At district level, the wider area is managed by Newark and Sherwood District Council, and by Nottinghamshire County Council at its highest tier.

The overall area had a population of 902 at the 2011 census, which fell to 803 in 2021.

== History ==

=== Toponymy ===
Morton is mentioned in the Domesday Book in 1086 with a spelling of “Mortune”, meaning farm or settlement in the mor (marsh or moor), and later becoming Moreton. Fiskerton was derived from the abundance of fish in the local rivers. It was given the name “Fiscere” adding the suffix “tun”, the meaning being “the farm of the fishermen. In the Domesday Book it appears as “Fiscartune” and later, Fiskartune. The Fiskerton cum Morton civil parish was created in 1884, merging the then individual parishes.

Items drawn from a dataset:
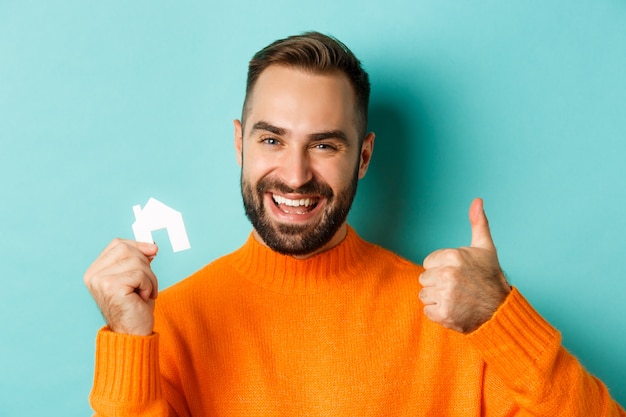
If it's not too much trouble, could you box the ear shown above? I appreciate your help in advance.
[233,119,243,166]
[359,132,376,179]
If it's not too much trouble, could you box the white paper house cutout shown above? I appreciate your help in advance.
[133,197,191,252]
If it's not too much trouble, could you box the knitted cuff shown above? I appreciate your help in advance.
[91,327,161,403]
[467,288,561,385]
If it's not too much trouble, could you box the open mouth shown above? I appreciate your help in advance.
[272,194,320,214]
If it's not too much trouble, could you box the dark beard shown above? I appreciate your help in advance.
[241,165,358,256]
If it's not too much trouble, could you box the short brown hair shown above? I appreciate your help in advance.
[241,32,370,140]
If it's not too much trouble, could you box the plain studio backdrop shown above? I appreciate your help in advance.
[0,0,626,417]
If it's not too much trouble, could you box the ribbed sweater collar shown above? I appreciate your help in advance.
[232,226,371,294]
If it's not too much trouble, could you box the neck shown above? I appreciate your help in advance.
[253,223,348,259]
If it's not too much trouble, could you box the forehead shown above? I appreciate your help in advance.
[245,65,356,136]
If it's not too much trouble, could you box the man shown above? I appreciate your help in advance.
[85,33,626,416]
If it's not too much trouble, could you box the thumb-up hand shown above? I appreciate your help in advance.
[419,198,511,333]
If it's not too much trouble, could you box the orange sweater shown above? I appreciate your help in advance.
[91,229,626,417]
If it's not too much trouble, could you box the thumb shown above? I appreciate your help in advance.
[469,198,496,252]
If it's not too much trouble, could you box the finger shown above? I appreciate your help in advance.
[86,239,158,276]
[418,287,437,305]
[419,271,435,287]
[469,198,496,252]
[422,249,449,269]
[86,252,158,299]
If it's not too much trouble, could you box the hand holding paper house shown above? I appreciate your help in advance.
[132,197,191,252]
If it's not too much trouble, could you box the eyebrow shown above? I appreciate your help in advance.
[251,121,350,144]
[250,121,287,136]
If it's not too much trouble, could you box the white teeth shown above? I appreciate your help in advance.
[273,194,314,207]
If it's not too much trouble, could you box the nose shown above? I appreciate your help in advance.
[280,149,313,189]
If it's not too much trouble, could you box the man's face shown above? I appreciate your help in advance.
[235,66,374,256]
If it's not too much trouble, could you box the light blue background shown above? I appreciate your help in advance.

- Problems to solve:
a) From the passage on Fiskerton cum Morton, output the text starting at "The overall area" and ending at "then individual parishes.".
b) According to the passage on Fiskerton cum Morton, in what year was the Fiskerton cum Morton civil parish created?
Those lines play no part in this work.

- Task answers:
a)
The overall area had a population of 902 at the 2011 census, which fell to 803 in 2021.

== History ==

=== Toponymy ===
Morton is mentioned in the Domesday Book in 1086 with a spelling of “Mortune”, meaning farm or settlement in the mor (marsh or moor), and later becoming Moreton. Fiskerton was derived from the abundance of fish in the local rivers. It was given the name “Fiscere” adding the suffix “tun”, the meaning being “the farm of the fishermen. In the Domesday Book it appears as “Fiscartune” and later, Fiskartune. The Fiskerton cum Morton civil parish was created in 1884, merging the then individual parishes.

b) 1884